▶ _Selected excerpt_:
________

The United Nations has declared March 20th to be World Happiness Day where nations are encouraged to explore how well they see to the overall well-being of their people.  At the heart of World Happiness Day is the World Happiness Index, that looks at six factors that determine the relative happiness level of a country’s citizens; productivity, healthy life expectancy, social connectedness (having people to count on), perceived freedom to make healthy choices, perceived freedom from corruption/injustice, and generosity.

Here are 7 things you need to know to increase your experience of happiness on World Happiness Day!

1. What is happiness?  Research shows that there are two kinds of happiness:  Pleasure-Based Happiness (hedonic happiness) and Value-Based Happiness (eudaimonic happiness).  Pleasure-based happiness is represented by the pursuit of fun, pleasure, and the attempt to avoid stress.  People who pursue value-based happiness pursue meaningful work and roles, intimate relationships, and a virtuous life.  Research shows that people who pursue value-based happiness lead healthier lives, have more satisfying relationships, and exhibit greater life-satisfaction than people who pursue pleasure-based happiness.  It turns out, the pursuit of meaningfulness, intimacy and virtue is the key to true joy and authentic happiness.

2.  You control about half your happiness level. Although the exact level will vary from individual to individual, it appears that up to about 50 percent of our happiness levels are preset by genetics or our environment (called our happiness set-point). But that’s good, because it also means that about 40 to 50 percent of our happiness is within our power to raise or lower.

________

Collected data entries
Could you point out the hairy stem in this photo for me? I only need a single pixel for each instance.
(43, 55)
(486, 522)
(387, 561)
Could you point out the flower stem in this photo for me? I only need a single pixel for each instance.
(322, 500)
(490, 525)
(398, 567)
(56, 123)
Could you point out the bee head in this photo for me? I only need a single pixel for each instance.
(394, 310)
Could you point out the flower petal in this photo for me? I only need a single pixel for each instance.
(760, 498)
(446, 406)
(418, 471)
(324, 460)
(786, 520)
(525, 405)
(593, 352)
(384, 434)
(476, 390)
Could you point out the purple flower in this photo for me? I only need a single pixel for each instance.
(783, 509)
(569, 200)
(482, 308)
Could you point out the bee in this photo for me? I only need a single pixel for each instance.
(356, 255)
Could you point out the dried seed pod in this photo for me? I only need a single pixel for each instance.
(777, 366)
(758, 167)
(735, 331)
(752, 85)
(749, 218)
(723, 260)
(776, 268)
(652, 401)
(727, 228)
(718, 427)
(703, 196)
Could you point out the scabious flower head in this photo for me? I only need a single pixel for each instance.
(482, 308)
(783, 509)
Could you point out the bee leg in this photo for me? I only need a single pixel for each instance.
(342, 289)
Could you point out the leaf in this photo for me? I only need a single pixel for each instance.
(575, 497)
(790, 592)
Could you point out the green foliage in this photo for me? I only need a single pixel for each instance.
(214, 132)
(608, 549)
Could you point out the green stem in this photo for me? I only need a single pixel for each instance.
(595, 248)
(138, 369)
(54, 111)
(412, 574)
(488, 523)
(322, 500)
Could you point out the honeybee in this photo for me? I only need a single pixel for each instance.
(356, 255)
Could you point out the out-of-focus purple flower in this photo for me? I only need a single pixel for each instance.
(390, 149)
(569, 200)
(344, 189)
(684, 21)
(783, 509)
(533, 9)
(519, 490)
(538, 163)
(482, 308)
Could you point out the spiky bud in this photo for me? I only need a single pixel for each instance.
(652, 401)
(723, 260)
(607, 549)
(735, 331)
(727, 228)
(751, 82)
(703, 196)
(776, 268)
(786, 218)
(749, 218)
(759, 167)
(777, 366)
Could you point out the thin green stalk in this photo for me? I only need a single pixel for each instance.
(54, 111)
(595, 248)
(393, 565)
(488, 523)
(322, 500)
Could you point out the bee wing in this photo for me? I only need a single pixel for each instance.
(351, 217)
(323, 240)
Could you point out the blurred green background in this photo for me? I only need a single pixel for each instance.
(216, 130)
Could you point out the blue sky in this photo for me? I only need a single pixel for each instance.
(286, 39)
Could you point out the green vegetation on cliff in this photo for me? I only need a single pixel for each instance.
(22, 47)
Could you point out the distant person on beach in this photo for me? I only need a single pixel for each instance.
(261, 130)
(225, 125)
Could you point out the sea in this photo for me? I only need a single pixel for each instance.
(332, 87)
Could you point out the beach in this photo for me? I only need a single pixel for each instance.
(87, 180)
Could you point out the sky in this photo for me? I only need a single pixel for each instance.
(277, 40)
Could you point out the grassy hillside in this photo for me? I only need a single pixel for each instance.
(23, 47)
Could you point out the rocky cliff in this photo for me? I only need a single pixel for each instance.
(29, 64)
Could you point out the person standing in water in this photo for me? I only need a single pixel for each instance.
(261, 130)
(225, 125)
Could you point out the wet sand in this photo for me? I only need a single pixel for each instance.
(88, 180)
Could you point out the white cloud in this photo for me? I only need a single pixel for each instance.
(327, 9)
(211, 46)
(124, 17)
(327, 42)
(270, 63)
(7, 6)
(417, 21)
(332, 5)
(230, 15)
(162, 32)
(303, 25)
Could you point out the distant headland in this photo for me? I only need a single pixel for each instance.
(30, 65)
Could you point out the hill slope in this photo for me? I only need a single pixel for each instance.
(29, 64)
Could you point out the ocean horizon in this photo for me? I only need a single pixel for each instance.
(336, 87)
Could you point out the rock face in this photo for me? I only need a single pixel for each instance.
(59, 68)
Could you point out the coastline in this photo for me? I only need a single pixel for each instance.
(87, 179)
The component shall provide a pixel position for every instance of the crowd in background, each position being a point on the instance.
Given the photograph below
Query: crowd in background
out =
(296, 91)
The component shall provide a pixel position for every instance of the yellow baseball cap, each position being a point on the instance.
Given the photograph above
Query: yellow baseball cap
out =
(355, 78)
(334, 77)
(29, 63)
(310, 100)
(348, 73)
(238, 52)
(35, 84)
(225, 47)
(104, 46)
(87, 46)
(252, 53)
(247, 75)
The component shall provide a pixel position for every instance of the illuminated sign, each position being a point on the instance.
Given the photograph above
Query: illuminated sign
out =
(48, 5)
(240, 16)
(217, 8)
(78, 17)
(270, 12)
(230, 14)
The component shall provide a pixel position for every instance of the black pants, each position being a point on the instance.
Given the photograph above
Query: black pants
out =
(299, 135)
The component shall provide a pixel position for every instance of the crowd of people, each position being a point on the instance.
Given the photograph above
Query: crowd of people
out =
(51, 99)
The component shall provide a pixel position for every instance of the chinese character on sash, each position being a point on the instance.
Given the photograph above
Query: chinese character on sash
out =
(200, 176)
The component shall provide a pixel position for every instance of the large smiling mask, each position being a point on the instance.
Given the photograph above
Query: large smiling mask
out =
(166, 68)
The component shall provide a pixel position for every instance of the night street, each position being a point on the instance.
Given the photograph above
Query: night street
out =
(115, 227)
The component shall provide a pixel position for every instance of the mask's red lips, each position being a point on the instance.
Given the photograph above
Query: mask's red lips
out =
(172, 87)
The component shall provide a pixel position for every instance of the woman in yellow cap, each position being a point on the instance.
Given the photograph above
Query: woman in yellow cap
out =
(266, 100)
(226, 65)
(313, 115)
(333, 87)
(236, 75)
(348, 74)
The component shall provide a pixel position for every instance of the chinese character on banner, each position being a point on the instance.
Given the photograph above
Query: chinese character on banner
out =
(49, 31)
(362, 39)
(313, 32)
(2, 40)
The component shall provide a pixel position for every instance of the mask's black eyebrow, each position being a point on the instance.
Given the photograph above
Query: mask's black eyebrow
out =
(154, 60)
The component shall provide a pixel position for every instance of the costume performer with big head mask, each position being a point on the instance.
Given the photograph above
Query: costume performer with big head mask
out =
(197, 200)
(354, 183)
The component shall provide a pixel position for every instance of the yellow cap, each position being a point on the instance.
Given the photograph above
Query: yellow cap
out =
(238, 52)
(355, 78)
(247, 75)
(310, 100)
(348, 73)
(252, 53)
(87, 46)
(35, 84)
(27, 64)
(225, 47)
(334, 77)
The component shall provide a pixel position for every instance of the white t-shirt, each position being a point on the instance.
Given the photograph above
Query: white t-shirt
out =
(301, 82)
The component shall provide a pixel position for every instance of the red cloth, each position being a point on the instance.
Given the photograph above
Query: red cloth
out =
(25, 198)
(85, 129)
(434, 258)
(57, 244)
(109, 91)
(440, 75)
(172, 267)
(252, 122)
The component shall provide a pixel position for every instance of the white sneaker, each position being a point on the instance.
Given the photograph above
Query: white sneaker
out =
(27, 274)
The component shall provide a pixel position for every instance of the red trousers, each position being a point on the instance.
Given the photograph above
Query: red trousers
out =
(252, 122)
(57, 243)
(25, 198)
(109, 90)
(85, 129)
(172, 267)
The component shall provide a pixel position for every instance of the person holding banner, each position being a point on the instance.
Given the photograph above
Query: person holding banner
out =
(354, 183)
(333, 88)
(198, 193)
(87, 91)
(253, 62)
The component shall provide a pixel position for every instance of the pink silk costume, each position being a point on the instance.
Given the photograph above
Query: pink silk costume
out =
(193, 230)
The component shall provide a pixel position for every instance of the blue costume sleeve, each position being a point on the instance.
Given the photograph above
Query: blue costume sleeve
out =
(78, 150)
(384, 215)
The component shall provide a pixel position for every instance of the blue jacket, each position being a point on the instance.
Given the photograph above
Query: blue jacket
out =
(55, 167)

________

▶ _What this task involves_:
Put this sentence from the World Happiness Day text into Spanish: "Pleasure-based happiness is represented by the pursuit of fun, pleasure, and the attempt to avoid stress."

▶ _Solution for this task_:
La felicidad basada en el placer se representa mediante la búsqueda de la diversión, el placer y el intento de evitar el estrés.